### 网页节选
□ □ □

这位曾经的乡村姑娘、地方报纸记者,在为宏大而脆弱的红色文明树碑立传的过程中,连带也完成了个人生命的追问和对俄罗斯文学传统的延续。但她的精神世界,同样长久地处于过去时态。
获得诺贝尔文学奖整整6个半月以后,阿列克谢耶维奇依然没能学会像一位名人一样生活。
没有出国演讲邀请和采访邀约的大部分时间里,她会待在南部农村的小木屋,闭门写作。出门会客时就穿一件简单的粉色毛衣,外罩绿色夹克,自己开车,点一种味道奇特的本地奶酪当晚餐。“和之前的许多获奖者一样,我用一部分奖金在明斯克买了间新公寓,但还没有时间搬完家。”她略带歉意地告诉我,“书很多,堆得很乱,所以没法邀请你们去做客。”唯一的小小享受是学会了喝红酒——“在巴黎和柏林居住时,当地的朋友会用葡萄酒招待我。这让我记住了几家酒庄的名字。”
在和每一位记者交谈时,她都会提起同一个话题——获得那个奖项给她带来的眩晕感,以及在她之前获奖的四位俄语文学巨人:伊万·蒲宁(1933)、鲍里斯·帕斯捷尔纳克(1956)、亚历山大·索尔仁尼琴(1970)以及约瑟夫·布罗茨基(1987)。自己的名字得以和这4位前辈并列,她感到“是一项巨大的责任”。有意无意地,列举中漏过了唯一一位始终与苏联官方意识形态联系紧密的作家:1965年诺贝尔文学奖得主肖洛霍夫。尽管后者的代表作《静静的顿河》系以阿列克谢耶维奇的出生地乌克兰为背景,但女作家在谈及自己的阅读经历时从未提到过这部巨著。

□ □ □

### 原始数据
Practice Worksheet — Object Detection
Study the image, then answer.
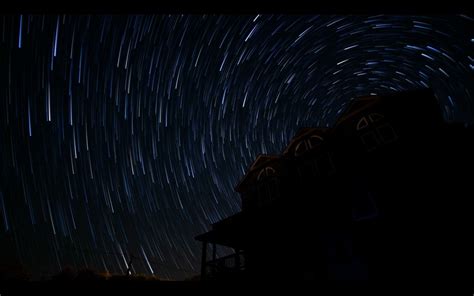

□ □ □

### 任务说明
a) 请把网页节选中以“没有出国演讲邀请和采访邀约”开头的那一段改写成要点列表，保留主要事实。
b) 根据网页节选，阿列克谢耶维奇列举前辈时漏掉的那位1965年诺贝尔文学奖得主是谁？
c) 请接着网页节选的最后一句，续写这篇关于阿列克谢耶维奇的文章。

### 各题答案
a)
- 没有出国演讲和采访安排时，她大多待在南部农村的小木屋里闭门写作。
- 出门会客时穿简单的粉色毛衣，外罩绿色夹克，自己开车，晚餐点一种味道奇特的本地奶酪。
- 和之前许多获奖者一样，她用部分奖金在明斯克买了新公寓，但还没搬完家。
- 新家书多且乱，所以没法邀请记者去做客。
- 唯一的小享受是学会了喝红酒：在巴黎和柏林居住时，朋友用葡萄酒招待她，她因此记住了几家酒庄的名字。

b) 肖洛霍夫。

c)
某种意义上,女作家的惶恐并非故作谦辞。到今天为止,口述式纪实文学是否能算一种文学创作依然遭到诸多评论家的质疑。典型的意见包括:口述事实留给记录者在文体空间内继续发挥的余地极其有限,而文体通常被视为文学创作的核心部分;阿列克谢耶维奇对原始材料的震撼性和道德意味的突出,似乎也更近于历史文献,而与诺贝尔文学奖历来对创作技法的强调不甚一致。而为女作家辩护的声音几乎全部来自俄语文坛,则令人怀疑外国读者对这种独特的撰述方式究竟能接受到何种程度。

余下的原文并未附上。